⟨

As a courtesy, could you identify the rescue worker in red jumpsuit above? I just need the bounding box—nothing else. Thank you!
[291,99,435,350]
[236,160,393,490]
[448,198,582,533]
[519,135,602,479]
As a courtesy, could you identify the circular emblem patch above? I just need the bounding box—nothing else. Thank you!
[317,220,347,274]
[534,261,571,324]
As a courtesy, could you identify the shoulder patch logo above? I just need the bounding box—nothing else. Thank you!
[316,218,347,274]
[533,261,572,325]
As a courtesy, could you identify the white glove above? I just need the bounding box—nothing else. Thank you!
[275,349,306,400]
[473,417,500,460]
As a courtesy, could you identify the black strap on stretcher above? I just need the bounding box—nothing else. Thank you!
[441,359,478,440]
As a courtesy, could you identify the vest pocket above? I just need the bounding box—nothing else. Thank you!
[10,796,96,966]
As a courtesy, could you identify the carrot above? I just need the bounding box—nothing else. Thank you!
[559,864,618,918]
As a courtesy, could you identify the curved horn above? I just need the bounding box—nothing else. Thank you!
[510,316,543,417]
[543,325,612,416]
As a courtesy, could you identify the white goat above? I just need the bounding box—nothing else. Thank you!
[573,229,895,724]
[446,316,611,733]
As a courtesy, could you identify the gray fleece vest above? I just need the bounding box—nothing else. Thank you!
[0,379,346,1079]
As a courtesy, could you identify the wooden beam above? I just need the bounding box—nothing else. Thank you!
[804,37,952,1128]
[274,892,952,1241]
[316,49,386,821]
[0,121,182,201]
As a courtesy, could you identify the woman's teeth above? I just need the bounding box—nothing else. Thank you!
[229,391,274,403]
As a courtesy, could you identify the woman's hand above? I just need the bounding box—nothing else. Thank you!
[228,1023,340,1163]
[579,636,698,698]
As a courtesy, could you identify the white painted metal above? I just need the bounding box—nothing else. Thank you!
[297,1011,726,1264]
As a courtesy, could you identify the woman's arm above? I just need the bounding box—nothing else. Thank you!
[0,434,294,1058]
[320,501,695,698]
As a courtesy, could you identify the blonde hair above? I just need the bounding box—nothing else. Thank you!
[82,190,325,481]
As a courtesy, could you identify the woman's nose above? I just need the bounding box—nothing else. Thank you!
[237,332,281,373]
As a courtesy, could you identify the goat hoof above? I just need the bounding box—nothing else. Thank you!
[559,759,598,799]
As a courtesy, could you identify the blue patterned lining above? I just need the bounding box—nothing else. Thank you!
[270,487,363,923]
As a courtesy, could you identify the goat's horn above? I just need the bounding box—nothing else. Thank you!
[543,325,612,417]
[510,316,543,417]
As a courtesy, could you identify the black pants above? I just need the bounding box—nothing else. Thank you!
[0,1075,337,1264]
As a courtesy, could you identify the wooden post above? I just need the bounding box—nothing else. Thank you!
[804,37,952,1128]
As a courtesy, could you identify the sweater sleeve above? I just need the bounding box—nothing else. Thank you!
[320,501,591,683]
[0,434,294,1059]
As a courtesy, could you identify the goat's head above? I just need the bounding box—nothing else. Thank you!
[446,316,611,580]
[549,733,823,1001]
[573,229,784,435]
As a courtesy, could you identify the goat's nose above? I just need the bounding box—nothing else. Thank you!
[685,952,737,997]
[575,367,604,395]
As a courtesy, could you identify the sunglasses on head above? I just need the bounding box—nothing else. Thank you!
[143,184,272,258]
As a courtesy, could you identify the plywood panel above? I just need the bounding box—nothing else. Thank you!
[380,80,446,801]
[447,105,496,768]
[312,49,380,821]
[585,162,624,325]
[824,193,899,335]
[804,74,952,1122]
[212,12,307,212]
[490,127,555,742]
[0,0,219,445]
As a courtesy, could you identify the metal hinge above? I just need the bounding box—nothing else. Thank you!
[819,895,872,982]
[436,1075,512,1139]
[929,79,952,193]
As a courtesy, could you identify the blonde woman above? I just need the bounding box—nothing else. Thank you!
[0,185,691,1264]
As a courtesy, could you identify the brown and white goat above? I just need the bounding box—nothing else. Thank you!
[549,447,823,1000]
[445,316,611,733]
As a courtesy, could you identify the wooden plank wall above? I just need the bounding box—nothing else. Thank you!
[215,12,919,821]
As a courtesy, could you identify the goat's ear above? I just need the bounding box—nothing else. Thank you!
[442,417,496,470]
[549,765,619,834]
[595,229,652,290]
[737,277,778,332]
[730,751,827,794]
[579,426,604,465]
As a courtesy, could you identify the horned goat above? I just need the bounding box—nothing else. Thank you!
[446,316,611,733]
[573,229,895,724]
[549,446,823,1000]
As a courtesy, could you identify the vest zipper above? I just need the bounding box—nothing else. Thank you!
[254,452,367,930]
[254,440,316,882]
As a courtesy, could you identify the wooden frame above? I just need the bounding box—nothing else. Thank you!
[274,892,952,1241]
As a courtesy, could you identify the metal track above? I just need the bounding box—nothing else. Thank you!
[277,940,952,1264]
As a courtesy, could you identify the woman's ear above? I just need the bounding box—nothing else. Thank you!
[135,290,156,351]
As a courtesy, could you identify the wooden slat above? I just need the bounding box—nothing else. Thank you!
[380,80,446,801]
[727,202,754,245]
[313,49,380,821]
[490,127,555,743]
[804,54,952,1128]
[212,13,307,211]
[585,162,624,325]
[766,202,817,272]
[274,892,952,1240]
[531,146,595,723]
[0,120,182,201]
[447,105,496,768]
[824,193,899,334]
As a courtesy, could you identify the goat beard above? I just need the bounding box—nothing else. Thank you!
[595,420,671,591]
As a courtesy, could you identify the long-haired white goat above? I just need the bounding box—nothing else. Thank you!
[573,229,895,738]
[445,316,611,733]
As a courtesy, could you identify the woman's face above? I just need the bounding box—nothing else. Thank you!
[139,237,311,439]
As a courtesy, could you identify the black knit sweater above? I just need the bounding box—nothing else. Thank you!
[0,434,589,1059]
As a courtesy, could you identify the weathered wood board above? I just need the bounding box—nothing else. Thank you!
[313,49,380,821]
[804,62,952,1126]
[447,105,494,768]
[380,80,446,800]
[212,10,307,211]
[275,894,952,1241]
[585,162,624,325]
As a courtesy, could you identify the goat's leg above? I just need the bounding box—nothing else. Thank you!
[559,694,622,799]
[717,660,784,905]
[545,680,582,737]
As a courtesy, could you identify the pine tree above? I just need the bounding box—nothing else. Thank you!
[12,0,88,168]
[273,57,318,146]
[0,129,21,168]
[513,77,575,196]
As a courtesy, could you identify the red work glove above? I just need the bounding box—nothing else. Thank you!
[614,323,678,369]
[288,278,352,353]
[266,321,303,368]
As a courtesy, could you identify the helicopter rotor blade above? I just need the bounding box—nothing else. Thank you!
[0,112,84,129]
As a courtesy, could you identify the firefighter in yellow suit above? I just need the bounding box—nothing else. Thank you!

⟩

Exercise
Rewrite the material above, starting with the line that contains "As a courtesy, could you identify the sunglasses" and going on through the line that contains "[215,12,919,821]", with both of those lines included. Keep every line in its original order and wording, but shift each bounding-box coordinate by adding 124 to it.

Solution for this task
As a courtesy, could you identify the sunglasses on head above? I just need the bounding box—nothing else. Thank you!
[267,308,396,382]
As a courtesy, could you identify the plywood panel above? I just need the bounding box—nothing else. Thank you!
[504,204,570,925]
[571,229,620,892]
[436,173,504,945]
[709,286,748,449]
[948,317,1023,459]
[928,198,1076,1246]
[336,136,431,336]
[614,251,679,866]
[124,124,343,569]
As a courtesy, could you identify the metal hinge above? I just need the bounding box—nothing else. Thank you!
[943,1019,996,1106]
[560,1199,636,1263]
[1053,203,1076,317]
As a courtesy, could you identify the blonde woman above? I just need the bounding box—nothing else. Thank you!
[124,309,815,1388]
As a courtesy, could you identify the brown and white goat above? I just need the bounding box—nothing else. Thank you!
[673,571,947,1124]
[569,440,735,857]
As a courtesy, could you identify the wooden plank wall above? I just need the bounding box—nothing else. Thank you!
[339,136,1043,945]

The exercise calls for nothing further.